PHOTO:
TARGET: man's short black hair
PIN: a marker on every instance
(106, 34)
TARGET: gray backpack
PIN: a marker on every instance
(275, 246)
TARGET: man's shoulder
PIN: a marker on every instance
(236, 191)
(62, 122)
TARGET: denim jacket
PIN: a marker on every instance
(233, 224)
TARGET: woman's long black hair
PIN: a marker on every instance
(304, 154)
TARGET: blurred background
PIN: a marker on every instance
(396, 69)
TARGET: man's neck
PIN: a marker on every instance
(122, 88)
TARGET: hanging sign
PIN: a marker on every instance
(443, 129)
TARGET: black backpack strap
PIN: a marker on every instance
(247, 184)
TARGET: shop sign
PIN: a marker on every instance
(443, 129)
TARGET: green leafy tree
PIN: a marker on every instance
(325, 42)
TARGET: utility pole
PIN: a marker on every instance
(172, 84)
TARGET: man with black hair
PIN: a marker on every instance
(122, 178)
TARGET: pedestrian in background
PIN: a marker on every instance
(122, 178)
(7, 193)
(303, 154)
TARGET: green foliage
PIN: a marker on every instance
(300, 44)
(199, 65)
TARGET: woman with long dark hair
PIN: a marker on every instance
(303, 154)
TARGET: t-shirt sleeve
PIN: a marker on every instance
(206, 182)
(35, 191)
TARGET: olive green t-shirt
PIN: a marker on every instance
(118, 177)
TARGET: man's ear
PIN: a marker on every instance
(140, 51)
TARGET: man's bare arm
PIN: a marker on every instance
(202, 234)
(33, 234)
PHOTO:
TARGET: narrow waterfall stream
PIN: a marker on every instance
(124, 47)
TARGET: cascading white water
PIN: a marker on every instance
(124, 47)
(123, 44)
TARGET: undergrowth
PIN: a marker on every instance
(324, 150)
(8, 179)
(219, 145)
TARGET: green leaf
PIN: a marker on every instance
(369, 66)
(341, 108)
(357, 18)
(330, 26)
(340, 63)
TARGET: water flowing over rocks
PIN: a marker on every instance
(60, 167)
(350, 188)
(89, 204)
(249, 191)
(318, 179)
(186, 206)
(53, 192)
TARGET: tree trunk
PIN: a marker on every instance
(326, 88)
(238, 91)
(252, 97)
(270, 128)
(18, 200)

**GIVEN TASK:** Reproduce the entries above exactly.

**WRITTEN ANSWER:**
PHOTO:
TARGET: man's short black hair
PIN: a marker on every instance
(106, 34)
TARGET: gray backpack
PIN: a marker on every instance
(275, 246)
TARGET: man's shoulder
PIN: a marker on every instance
(236, 191)
(62, 122)
TARGET: denim jacket
PIN: a marker on every instance
(233, 224)
TARGET: woman's long black hair
PIN: a marker on every instance
(304, 154)
TARGET: blurred background
PIN: a marker on every instance
(396, 69)
TARGET: man's neck
PIN: a marker on every instance
(122, 88)
TARGET: hanging sign
PIN: a marker on every instance
(443, 129)
TARGET: black backpack strap
PIN: a marker on every instance
(247, 184)
TARGET: shop sign
PIN: a marker on every instance
(443, 129)
TARGET: green leafy tree
PIN: a marker on every instance
(325, 42)
TARGET: utility pole
PIN: a marker on every instance
(172, 84)
TARGET: man with black hair
PIN: a marker on every instance
(122, 178)
TARGET: pedestrian in background
PIN: a marker on every instance
(122, 178)
(7, 193)
(303, 154)
TARGET: green foliage
PIN: a marker on every instance
(300, 44)
(199, 65)
TARGET: woman with long dark hair
PIN: a marker on every instance
(303, 154)
TARGET: t-shirt sleeve
PIN: a marker on every instance
(206, 182)
(35, 191)
TARGET: olive green t-shirt
PIN: a marker on every instance
(118, 177)
TARGET: man's ear
PIN: a marker on every instance
(140, 51)
TARGET: man's bare arm
PIN: a marker on every instance
(202, 234)
(33, 234)
PHOTO:
TARGET: narrow waterfall stream
PIN: a marker on every instance
(124, 47)
TARGET: cascading white water
PIN: a marker on every instance
(124, 47)
(123, 44)
TARGET: undergrowth
PIN: a marker on every instance
(324, 150)
(8, 179)
(219, 145)
TARGET: green leaf
PIN: a marker on every instance
(369, 66)
(341, 108)
(357, 18)
(330, 26)
(340, 63)
TARGET: water flowing over rocks
PIN: a marker on every instance
(60, 167)
(350, 188)
(89, 204)
(249, 191)
(318, 179)
(186, 206)
(53, 192)
TARGET: tree trunk
PIN: a marker on every instance
(326, 88)
(238, 91)
(252, 97)
(270, 128)
(18, 200)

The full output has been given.